• _Exercise instructions_:
Identify each line in the rows below that contains the string "fishing", and copy those lines.

#### Information given

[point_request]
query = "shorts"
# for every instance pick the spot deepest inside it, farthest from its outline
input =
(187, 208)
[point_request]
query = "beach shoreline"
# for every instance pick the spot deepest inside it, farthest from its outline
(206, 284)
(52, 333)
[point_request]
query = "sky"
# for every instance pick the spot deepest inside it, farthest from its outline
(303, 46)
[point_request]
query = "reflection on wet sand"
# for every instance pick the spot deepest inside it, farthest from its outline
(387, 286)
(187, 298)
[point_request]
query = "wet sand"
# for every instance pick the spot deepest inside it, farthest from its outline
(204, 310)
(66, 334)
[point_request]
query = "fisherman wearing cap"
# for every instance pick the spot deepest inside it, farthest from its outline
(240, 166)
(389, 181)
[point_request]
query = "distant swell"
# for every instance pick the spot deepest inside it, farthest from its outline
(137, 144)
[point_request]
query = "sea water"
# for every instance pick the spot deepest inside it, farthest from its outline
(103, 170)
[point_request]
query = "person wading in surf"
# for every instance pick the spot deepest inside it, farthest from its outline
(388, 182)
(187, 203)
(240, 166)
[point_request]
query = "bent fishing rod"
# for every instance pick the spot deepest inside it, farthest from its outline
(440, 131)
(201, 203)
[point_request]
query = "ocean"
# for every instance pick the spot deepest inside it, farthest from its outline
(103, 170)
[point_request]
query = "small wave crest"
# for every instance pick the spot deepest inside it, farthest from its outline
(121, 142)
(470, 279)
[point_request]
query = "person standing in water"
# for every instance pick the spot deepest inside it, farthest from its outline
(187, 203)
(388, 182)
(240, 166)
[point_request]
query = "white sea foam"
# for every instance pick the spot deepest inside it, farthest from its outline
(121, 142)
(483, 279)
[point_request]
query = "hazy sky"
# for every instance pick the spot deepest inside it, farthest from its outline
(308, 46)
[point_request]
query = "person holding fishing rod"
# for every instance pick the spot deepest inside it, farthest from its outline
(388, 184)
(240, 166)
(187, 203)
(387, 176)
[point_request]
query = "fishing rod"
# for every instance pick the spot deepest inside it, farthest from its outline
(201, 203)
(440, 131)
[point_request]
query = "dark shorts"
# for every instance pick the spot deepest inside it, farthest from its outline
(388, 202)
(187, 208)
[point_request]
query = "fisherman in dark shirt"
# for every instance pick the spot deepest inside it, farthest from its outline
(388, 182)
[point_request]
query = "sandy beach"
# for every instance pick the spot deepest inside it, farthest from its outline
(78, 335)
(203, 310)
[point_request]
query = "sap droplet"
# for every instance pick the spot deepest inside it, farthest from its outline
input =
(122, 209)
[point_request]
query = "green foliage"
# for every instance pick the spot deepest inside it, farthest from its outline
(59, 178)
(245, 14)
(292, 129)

########

• _Output for this task_:
query = "bent fishing rod"
query = "person holding fishing rod"
query = "fishing rod"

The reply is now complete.